List every line of the material below that contains the word "turtle", copying each line in full.

========

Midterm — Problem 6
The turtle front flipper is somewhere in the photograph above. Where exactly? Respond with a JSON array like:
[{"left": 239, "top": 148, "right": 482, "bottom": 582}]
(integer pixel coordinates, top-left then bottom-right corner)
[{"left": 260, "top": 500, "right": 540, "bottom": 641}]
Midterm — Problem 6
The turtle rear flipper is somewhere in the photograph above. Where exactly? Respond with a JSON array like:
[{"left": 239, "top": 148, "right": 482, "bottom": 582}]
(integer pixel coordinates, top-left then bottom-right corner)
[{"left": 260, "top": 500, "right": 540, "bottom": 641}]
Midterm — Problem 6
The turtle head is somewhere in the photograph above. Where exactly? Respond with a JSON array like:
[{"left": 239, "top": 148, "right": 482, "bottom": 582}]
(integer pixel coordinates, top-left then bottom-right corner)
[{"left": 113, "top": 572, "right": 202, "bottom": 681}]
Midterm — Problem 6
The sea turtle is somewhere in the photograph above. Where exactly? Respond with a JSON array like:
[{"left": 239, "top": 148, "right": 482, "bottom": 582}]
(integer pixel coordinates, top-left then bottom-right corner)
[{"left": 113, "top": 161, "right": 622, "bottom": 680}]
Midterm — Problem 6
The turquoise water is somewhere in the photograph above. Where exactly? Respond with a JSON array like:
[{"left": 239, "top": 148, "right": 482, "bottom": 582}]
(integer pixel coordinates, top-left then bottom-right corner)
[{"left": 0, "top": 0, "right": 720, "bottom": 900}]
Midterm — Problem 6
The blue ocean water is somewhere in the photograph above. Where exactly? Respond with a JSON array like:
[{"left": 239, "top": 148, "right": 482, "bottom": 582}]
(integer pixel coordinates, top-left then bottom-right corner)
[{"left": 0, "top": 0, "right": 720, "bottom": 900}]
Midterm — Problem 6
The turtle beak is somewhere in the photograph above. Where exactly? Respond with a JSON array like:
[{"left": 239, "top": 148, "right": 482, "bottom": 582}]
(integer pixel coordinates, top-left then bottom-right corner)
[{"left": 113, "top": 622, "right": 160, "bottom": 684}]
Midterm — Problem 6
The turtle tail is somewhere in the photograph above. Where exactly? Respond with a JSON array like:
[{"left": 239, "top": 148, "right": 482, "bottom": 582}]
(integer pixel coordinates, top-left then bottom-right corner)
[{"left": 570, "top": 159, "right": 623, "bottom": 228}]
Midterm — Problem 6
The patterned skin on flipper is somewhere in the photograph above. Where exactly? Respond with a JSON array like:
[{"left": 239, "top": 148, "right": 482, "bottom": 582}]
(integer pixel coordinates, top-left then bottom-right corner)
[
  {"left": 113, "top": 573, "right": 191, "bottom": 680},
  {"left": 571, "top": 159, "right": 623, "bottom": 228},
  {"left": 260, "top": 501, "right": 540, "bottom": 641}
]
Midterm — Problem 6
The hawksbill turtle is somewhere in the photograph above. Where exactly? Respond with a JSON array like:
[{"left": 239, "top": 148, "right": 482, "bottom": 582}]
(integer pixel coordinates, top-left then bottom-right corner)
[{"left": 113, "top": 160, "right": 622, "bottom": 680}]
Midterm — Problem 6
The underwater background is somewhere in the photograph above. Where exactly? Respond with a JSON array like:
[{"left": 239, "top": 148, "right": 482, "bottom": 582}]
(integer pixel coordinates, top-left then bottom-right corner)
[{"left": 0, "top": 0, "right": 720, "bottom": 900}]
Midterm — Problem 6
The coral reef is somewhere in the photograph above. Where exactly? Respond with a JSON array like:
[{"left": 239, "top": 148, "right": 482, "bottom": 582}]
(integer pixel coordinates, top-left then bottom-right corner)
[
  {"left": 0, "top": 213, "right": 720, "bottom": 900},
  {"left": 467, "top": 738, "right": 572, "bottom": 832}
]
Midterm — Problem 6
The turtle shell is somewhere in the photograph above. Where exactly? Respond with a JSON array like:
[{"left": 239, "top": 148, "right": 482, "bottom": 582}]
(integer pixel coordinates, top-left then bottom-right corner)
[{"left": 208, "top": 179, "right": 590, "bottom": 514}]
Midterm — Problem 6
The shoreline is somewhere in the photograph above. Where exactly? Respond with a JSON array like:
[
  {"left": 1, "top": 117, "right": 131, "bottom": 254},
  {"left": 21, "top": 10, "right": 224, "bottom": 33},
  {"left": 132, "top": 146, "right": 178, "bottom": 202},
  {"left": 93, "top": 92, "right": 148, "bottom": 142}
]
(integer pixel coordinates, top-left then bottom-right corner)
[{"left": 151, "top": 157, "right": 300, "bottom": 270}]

========

◆ Solution for this problem:
The turtle front flipper is somewhere in the photograph above. Where exactly? Respond with a JSON array like:
The turtle rear flipper is somewhere in the photograph above. Where exactly? Respond with a JSON array like:
The turtle head is somewhere in the photograph above. Where exactly? Respond with a JSON array like:
The sea turtle is somewhere in the photograph above. Where exactly? Respond with a JSON array like:
The turtle beak is somewhere in the photograph above. Where exactly? Respond with a JSON array like:
The turtle tail is somewhere in the photograph above. Where exactly? Respond with a JSON array like:
The hawksbill turtle is somewhere in the photograph above. Where exactly? Respond with a JSON array like:
The turtle shell is somewhere in the photograph above. Where exactly? Respond with a JSON array like:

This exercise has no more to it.